EXERCISE GOAL
Copy only this range: the line with "the green foliage" through the final line of the material, inclusive at both ends.

Point annotations for photos
◇ ◇ ◇
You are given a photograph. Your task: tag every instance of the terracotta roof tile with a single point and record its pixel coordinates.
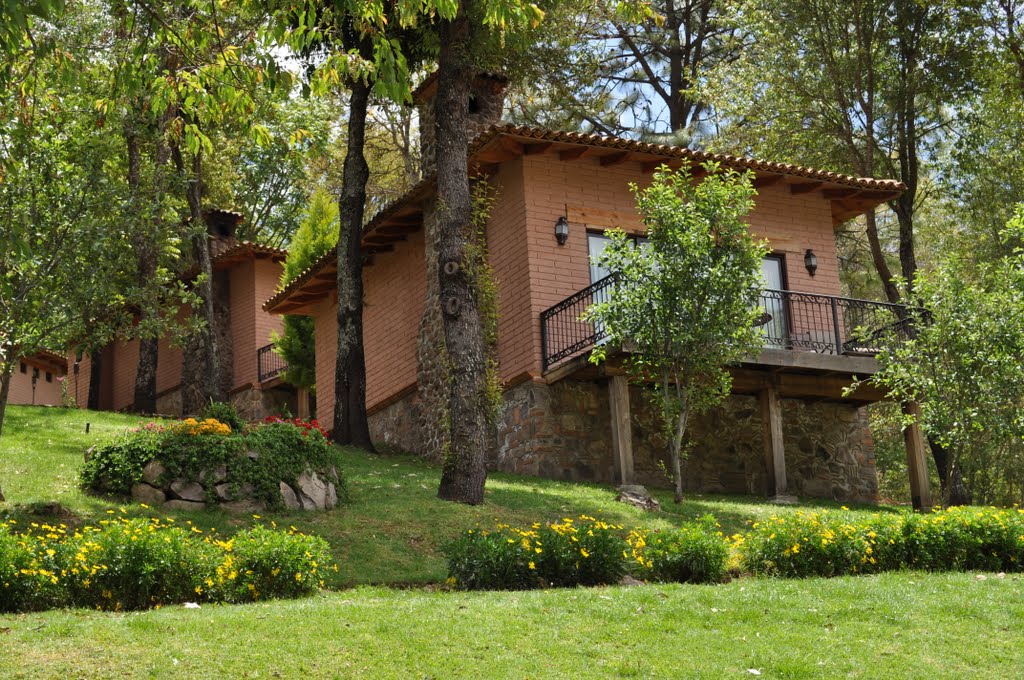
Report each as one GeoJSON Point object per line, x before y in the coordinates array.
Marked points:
{"type": "Point", "coordinates": [595, 140]}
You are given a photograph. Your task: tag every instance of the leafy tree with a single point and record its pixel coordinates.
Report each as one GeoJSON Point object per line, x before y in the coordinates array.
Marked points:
{"type": "Point", "coordinates": [316, 235]}
{"type": "Point", "coordinates": [963, 366]}
{"type": "Point", "coordinates": [685, 303]}
{"type": "Point", "coordinates": [614, 75]}
{"type": "Point", "coordinates": [59, 243]}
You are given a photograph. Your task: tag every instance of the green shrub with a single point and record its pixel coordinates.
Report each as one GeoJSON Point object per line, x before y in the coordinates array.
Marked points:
{"type": "Point", "coordinates": [116, 466]}
{"type": "Point", "coordinates": [824, 544]}
{"type": "Point", "coordinates": [224, 413]}
{"type": "Point", "coordinates": [502, 559]}
{"type": "Point", "coordinates": [28, 581]}
{"type": "Point", "coordinates": [695, 553]}
{"type": "Point", "coordinates": [966, 539]}
{"type": "Point", "coordinates": [568, 553]}
{"type": "Point", "coordinates": [261, 455]}
{"type": "Point", "coordinates": [125, 564]}
{"type": "Point", "coordinates": [588, 552]}
{"type": "Point", "coordinates": [271, 564]}
{"type": "Point", "coordinates": [136, 564]}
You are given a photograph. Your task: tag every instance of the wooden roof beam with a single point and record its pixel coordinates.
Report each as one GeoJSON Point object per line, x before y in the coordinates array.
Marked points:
{"type": "Point", "coordinates": [573, 154]}
{"type": "Point", "coordinates": [804, 187]}
{"type": "Point", "coordinates": [768, 180]}
{"type": "Point", "coordinates": [614, 159]}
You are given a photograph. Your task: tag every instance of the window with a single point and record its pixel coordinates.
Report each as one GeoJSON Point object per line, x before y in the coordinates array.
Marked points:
{"type": "Point", "coordinates": [774, 323]}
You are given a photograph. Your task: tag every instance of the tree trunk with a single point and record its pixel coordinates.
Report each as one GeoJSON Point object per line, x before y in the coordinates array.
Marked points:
{"type": "Point", "coordinates": [953, 490]}
{"type": "Point", "coordinates": [204, 383]}
{"type": "Point", "coordinates": [145, 270]}
{"type": "Point", "coordinates": [95, 366]}
{"type": "Point", "coordinates": [465, 469]}
{"type": "Point", "coordinates": [350, 424]}
{"type": "Point", "coordinates": [8, 370]}
{"type": "Point", "coordinates": [879, 258]}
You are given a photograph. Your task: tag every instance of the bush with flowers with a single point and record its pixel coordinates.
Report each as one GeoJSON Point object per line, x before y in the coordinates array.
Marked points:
{"type": "Point", "coordinates": [566, 553]}
{"type": "Point", "coordinates": [256, 458]}
{"type": "Point", "coordinates": [825, 544]}
{"type": "Point", "coordinates": [121, 563]}
{"type": "Point", "coordinates": [696, 552]}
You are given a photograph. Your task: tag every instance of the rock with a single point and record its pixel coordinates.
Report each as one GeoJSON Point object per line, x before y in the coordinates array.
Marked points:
{"type": "Point", "coordinates": [213, 476]}
{"type": "Point", "coordinates": [291, 501]}
{"type": "Point", "coordinates": [143, 493]}
{"type": "Point", "coordinates": [638, 496]}
{"type": "Point", "coordinates": [312, 492]}
{"type": "Point", "coordinates": [184, 505]}
{"type": "Point", "coordinates": [153, 472]}
{"type": "Point", "coordinates": [188, 491]}
{"type": "Point", "coordinates": [245, 506]}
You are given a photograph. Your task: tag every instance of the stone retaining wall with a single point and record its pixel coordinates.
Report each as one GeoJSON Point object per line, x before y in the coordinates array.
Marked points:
{"type": "Point", "coordinates": [563, 431]}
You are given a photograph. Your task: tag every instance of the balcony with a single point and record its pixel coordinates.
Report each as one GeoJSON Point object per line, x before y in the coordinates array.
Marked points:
{"type": "Point", "coordinates": [790, 321]}
{"type": "Point", "coordinates": [268, 364]}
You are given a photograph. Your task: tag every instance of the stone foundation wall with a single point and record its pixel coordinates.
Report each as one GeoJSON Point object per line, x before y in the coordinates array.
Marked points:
{"type": "Point", "coordinates": [563, 431]}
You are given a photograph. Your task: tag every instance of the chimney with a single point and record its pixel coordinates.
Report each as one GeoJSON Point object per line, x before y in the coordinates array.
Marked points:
{"type": "Point", "coordinates": [486, 100]}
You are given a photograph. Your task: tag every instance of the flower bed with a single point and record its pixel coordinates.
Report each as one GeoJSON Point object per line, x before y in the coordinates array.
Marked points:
{"type": "Point", "coordinates": [139, 563]}
{"type": "Point", "coordinates": [192, 464]}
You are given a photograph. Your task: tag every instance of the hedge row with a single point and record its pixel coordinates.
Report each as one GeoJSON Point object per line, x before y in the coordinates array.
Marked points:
{"type": "Point", "coordinates": [140, 563]}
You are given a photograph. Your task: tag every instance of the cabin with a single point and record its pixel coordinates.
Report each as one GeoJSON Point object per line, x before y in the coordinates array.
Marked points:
{"type": "Point", "coordinates": [38, 379]}
{"type": "Point", "coordinates": [786, 430]}
{"type": "Point", "coordinates": [245, 274]}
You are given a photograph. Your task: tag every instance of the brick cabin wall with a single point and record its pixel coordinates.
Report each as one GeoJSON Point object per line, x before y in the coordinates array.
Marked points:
{"type": "Point", "coordinates": [563, 430]}
{"type": "Point", "coordinates": [47, 393]}
{"type": "Point", "coordinates": [394, 288]}
{"type": "Point", "coordinates": [266, 279]}
{"type": "Point", "coordinates": [791, 223]}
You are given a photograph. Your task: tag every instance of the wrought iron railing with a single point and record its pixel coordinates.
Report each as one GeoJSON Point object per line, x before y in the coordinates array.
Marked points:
{"type": "Point", "coordinates": [268, 364]}
{"type": "Point", "coordinates": [790, 320]}
{"type": "Point", "coordinates": [563, 333]}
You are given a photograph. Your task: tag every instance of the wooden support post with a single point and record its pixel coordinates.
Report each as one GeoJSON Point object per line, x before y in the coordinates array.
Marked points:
{"type": "Point", "coordinates": [916, 466]}
{"type": "Point", "coordinates": [622, 429]}
{"type": "Point", "coordinates": [771, 419]}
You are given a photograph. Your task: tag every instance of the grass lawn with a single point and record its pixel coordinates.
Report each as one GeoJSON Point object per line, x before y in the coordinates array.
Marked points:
{"type": "Point", "coordinates": [391, 529]}
{"type": "Point", "coordinates": [892, 626]}
{"type": "Point", "coordinates": [896, 625]}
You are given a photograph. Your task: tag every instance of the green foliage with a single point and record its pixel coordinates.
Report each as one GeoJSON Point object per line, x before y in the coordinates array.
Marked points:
{"type": "Point", "coordinates": [224, 413]}
{"type": "Point", "coordinates": [26, 584]}
{"type": "Point", "coordinates": [271, 563]}
{"type": "Point", "coordinates": [685, 303]}
{"type": "Point", "coordinates": [588, 552]}
{"type": "Point", "coordinates": [116, 466]}
{"type": "Point", "coordinates": [963, 365]}
{"type": "Point", "coordinates": [826, 544]}
{"type": "Point", "coordinates": [139, 563]}
{"type": "Point", "coordinates": [315, 237]}
{"type": "Point", "coordinates": [696, 552]}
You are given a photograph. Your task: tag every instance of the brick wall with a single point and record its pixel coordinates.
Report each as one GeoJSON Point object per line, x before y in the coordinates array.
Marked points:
{"type": "Point", "coordinates": [394, 287]}
{"type": "Point", "coordinates": [20, 386]}
{"type": "Point", "coordinates": [597, 198]}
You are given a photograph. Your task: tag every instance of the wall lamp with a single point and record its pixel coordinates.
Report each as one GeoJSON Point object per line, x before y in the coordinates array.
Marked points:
{"type": "Point", "coordinates": [810, 261]}
{"type": "Point", "coordinates": [562, 230]}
◇ ◇ ◇
OUTPUT OF THE TASK
You are given a photograph. Your task: tag every instance of the green foliage with a single point and record its pixel coordinates.
Report each as one GeoJSON Point object per line, x before y in the coordinates array.
Marked points:
{"type": "Point", "coordinates": [224, 413]}
{"type": "Point", "coordinates": [26, 584]}
{"type": "Point", "coordinates": [271, 563]}
{"type": "Point", "coordinates": [685, 303]}
{"type": "Point", "coordinates": [588, 552]}
{"type": "Point", "coordinates": [116, 466]}
{"type": "Point", "coordinates": [963, 365]}
{"type": "Point", "coordinates": [826, 544]}
{"type": "Point", "coordinates": [139, 563]}
{"type": "Point", "coordinates": [315, 237]}
{"type": "Point", "coordinates": [696, 552]}
You are given a photograph. Your task: tag every instance of the brick wall with a single point and record its pixel coordinates.
Report each as one GeoJSON Point object per line, x before y in the coordinates array.
Marked points:
{"type": "Point", "coordinates": [394, 287]}
{"type": "Point", "coordinates": [20, 386]}
{"type": "Point", "coordinates": [597, 198]}
You are given a photograph. Your task: tag every instance of the wall lamp with a single point and record its pixel coordinates.
Report each as one GeoJSON Point object per line, x before y in the coordinates array.
Marked points:
{"type": "Point", "coordinates": [810, 261]}
{"type": "Point", "coordinates": [562, 230]}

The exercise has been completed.